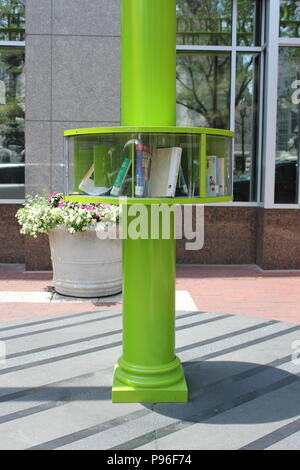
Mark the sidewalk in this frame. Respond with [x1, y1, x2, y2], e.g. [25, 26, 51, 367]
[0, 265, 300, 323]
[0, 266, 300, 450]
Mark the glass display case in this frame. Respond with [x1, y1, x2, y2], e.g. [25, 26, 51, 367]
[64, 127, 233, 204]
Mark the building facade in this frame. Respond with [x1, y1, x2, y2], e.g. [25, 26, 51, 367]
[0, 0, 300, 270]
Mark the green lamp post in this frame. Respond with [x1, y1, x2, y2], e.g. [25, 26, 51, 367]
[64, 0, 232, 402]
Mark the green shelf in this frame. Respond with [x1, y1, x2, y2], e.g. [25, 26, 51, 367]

++++++

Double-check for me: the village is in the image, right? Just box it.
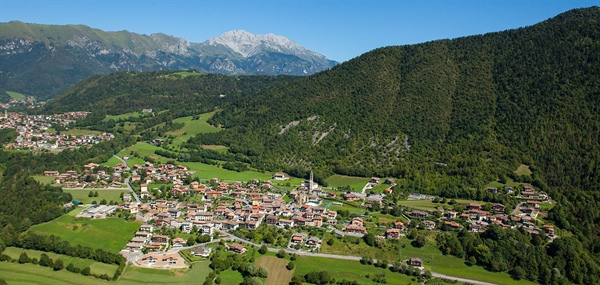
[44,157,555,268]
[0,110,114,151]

++++++

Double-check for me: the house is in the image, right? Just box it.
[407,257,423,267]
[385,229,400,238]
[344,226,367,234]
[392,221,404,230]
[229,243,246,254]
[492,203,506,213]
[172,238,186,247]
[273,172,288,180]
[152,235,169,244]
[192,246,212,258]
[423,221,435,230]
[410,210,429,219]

++++++

◆ Exercise goal: Rescale the data from the line containing "Mark the building" up to and including the line containing "Mark the green shelf", and reproduce only those lines, requests included. Multiply every bounding-box coordinate in the answers by 1.05 and round to whole numbers, with halves rounded up; leave the requests and their format samples unchanged.

◆ Task solution:
Mark the building facade in this frame. Respond with [x1, y1, x2, y2], e.g. [25, 26, 51, 367]
[0, 0, 315, 284]
Mark the green lamp post in this frame. Respond with [x1, y1, x2, y2], e.g. [25, 26, 51, 367]
[67, 0, 244, 422]
Mark the green shelf in this frame. Respond with [x1, y1, x2, y2], e.g. [25, 26, 51, 367]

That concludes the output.